EXERCISE REQUIREMENTS
Copy the data from its very start through the line containing "54;90;104;200", and shift every bounding-box coordinate in the answers up by 100 while leaving all other text unchanged. Leave out the pictures.

DATASET EXCERPTS
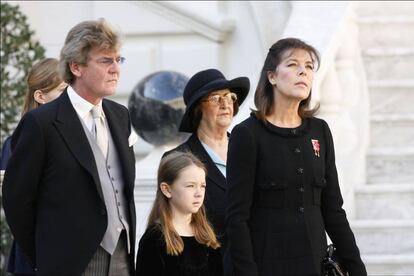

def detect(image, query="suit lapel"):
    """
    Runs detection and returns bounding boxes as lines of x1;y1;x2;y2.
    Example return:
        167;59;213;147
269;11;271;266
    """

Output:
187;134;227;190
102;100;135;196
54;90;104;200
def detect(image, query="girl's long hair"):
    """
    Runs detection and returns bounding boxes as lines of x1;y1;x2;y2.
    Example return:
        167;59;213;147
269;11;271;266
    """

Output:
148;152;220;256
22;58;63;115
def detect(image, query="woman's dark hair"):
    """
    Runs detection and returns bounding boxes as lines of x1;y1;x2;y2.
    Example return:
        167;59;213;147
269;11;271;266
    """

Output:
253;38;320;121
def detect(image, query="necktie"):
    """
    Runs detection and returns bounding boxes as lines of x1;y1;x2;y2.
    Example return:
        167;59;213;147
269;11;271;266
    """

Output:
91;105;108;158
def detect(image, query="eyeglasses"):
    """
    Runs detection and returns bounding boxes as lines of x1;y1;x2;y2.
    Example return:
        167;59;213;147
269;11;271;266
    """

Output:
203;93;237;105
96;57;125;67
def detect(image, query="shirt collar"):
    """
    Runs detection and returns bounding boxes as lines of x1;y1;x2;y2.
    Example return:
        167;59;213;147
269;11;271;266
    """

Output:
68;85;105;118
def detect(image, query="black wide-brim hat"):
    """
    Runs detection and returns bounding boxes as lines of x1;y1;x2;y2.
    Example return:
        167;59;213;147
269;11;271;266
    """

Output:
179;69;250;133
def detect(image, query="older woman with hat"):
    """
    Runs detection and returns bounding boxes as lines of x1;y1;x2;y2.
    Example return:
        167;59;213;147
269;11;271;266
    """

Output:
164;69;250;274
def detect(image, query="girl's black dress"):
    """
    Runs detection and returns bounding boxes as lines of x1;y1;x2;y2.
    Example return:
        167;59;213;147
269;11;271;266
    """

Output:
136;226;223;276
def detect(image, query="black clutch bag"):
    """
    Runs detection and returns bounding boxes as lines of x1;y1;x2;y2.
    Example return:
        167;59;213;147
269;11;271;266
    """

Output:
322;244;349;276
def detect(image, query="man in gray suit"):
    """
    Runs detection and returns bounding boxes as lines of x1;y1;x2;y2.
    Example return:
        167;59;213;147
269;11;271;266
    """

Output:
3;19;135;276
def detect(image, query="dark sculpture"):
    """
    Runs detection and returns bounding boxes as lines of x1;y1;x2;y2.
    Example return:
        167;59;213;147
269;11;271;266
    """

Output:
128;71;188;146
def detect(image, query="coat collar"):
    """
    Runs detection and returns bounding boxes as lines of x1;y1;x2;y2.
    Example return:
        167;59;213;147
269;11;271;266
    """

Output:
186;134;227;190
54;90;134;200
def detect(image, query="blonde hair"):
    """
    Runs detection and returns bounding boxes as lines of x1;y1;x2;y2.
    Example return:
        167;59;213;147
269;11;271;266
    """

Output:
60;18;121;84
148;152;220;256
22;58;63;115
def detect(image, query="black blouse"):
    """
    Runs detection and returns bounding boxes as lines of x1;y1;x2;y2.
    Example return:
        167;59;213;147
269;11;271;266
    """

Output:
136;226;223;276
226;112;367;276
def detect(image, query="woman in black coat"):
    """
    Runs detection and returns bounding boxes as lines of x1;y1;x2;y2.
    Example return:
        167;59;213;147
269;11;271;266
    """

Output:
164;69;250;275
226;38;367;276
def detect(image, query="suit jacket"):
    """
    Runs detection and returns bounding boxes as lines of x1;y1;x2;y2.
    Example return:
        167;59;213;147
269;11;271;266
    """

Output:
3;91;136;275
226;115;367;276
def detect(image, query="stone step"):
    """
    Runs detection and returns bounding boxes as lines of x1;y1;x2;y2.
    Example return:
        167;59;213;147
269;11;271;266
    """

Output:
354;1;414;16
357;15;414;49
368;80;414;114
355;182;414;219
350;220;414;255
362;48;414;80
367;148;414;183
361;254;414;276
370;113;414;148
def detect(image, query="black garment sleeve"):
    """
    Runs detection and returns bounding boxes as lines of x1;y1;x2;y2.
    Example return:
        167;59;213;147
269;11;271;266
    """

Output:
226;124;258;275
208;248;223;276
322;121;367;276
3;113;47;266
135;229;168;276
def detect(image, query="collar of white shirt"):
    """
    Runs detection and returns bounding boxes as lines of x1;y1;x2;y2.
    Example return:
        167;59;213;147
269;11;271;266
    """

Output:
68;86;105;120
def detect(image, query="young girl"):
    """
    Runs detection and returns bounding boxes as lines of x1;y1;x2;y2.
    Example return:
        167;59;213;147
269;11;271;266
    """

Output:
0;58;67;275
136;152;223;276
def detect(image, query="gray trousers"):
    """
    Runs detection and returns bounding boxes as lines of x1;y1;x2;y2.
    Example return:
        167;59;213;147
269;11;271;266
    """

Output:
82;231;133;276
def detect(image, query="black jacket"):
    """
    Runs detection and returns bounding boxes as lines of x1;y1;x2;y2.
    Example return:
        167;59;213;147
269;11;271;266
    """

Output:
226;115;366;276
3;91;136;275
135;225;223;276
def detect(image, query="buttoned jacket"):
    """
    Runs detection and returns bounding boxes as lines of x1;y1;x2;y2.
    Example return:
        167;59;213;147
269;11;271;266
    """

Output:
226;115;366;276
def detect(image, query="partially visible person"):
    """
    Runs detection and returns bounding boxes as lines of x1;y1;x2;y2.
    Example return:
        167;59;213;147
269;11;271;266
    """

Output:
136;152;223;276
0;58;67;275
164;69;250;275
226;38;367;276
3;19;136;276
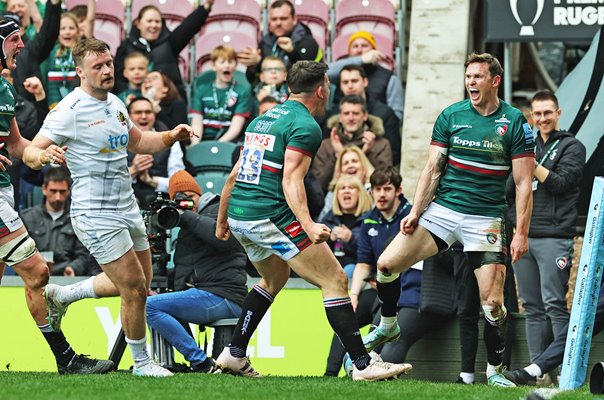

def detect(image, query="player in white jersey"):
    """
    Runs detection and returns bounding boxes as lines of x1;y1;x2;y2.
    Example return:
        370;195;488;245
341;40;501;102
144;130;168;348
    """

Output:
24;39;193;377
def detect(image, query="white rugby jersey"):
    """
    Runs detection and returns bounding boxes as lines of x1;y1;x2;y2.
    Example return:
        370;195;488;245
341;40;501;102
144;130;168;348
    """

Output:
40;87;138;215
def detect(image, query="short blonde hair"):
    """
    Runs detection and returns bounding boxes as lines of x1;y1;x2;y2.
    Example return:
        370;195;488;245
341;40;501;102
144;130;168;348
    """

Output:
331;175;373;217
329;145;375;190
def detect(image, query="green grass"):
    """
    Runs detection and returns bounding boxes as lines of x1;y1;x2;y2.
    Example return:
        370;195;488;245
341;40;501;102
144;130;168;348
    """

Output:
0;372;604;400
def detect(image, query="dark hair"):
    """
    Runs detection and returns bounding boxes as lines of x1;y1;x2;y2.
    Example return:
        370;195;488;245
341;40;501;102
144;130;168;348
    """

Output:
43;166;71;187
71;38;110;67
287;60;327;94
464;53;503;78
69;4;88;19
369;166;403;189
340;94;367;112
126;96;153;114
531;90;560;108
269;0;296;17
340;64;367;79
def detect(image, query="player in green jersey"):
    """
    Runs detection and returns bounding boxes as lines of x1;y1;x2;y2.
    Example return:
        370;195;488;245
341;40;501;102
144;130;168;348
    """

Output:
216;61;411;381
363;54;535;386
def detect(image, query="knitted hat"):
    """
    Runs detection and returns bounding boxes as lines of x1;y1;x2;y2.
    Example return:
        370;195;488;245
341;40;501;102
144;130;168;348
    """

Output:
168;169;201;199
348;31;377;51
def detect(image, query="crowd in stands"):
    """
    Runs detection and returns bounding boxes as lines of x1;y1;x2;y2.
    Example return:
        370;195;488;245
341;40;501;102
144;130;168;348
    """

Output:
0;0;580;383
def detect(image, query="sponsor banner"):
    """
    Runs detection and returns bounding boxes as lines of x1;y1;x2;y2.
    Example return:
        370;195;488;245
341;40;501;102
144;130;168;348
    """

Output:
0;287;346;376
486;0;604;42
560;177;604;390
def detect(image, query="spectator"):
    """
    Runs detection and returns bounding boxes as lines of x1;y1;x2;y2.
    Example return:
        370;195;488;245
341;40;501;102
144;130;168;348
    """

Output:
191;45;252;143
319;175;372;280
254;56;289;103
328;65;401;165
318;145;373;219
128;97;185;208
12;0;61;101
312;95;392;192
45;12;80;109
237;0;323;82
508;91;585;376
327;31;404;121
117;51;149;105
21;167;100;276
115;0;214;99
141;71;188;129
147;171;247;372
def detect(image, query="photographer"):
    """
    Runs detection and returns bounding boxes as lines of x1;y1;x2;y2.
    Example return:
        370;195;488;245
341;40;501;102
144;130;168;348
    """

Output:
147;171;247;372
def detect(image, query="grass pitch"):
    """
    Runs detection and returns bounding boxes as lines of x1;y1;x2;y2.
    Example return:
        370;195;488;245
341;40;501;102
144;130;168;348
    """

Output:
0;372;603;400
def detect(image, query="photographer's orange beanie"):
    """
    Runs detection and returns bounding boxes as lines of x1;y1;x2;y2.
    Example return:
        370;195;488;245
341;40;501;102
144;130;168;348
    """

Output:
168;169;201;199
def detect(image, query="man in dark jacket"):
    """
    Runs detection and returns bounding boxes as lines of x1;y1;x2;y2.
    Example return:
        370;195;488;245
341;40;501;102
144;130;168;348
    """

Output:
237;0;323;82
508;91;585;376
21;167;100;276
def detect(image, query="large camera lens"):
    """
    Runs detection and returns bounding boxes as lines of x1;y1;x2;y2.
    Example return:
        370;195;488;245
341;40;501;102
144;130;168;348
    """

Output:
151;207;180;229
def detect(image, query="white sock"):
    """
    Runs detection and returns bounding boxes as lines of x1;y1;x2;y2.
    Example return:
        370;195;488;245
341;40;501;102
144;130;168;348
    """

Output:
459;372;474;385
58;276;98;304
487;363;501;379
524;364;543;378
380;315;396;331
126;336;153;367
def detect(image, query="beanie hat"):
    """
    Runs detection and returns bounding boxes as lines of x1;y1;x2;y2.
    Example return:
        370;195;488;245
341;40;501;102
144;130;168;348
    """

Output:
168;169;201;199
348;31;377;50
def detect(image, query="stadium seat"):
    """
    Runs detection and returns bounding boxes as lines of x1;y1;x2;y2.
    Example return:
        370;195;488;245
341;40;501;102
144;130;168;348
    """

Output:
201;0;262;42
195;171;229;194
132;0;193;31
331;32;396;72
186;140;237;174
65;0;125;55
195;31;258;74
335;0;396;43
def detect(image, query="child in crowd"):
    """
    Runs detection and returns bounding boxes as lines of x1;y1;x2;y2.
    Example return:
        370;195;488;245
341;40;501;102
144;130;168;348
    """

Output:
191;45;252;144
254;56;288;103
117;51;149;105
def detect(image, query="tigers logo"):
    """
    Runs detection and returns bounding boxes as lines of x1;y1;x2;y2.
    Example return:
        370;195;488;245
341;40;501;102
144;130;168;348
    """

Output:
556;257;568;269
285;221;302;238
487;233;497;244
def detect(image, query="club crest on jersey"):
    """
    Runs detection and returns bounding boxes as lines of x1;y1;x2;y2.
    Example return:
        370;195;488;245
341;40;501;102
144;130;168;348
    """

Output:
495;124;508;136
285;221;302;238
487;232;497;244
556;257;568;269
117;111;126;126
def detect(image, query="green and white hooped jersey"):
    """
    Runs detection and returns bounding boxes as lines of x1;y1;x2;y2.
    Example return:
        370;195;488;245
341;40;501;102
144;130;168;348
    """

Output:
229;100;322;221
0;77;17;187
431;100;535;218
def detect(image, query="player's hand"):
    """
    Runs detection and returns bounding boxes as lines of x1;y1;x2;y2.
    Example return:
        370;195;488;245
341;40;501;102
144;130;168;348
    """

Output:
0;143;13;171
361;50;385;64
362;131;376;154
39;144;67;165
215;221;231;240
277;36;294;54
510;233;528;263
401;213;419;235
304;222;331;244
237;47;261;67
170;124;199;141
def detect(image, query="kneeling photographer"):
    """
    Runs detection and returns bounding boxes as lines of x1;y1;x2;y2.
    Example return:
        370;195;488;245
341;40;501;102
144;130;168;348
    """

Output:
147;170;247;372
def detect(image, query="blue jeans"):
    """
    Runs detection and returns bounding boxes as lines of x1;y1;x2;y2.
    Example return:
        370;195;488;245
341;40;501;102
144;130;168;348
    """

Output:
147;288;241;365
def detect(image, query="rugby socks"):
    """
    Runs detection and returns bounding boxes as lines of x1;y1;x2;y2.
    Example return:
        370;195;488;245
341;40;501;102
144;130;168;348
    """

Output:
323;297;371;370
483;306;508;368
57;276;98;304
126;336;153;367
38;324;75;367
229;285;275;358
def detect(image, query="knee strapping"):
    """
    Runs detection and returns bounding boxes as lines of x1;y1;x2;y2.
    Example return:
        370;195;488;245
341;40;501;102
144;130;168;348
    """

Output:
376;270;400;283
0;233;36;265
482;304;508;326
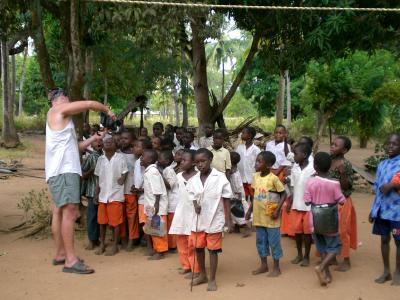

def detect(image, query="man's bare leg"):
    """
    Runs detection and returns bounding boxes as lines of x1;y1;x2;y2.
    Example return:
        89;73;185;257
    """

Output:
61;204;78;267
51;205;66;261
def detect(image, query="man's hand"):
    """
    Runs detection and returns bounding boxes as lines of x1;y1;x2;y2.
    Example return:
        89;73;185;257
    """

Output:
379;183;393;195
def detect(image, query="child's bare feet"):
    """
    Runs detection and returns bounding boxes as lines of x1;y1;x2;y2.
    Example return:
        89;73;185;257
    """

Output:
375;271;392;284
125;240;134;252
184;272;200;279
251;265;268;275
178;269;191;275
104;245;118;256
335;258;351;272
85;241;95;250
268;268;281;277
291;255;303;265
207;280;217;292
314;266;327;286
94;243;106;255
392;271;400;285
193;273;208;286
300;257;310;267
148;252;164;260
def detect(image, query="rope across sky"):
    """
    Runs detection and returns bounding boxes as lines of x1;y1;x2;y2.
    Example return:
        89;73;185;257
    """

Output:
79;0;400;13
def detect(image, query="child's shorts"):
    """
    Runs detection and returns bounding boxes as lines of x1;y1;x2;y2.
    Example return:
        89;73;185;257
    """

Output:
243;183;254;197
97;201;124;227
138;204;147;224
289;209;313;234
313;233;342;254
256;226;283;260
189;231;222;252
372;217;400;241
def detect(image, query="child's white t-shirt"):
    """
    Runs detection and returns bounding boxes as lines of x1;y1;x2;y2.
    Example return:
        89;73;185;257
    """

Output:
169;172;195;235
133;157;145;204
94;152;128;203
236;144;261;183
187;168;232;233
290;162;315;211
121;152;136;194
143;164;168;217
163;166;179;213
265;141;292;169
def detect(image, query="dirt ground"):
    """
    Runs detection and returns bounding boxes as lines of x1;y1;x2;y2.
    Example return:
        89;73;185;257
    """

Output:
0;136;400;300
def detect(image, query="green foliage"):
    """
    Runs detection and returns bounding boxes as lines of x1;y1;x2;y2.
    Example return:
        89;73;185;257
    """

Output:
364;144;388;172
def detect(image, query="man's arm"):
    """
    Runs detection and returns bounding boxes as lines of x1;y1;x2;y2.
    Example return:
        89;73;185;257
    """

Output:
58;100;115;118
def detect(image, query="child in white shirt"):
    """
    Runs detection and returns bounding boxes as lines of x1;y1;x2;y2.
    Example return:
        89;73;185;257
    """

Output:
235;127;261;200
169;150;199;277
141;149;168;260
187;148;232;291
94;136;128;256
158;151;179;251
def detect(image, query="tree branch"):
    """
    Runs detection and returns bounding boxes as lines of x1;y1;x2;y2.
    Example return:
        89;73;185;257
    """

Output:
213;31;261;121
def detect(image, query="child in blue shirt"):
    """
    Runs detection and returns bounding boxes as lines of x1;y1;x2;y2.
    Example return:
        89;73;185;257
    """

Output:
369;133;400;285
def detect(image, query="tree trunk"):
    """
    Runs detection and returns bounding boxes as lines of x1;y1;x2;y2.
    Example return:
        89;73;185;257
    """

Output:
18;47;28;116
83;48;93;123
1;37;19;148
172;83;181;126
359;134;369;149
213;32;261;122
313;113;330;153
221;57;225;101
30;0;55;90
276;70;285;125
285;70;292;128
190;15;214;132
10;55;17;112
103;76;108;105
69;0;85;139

OUTPUT
def detect(image, query="suit lapel"):
    """
    Runs detection and returns bounding boxes as lines of x1;y1;x2;y2.
    Example return:
        167;59;213;147
269;11;271;266
    """

Output:
287;234;327;290
202;200;235;296
154;190;204;300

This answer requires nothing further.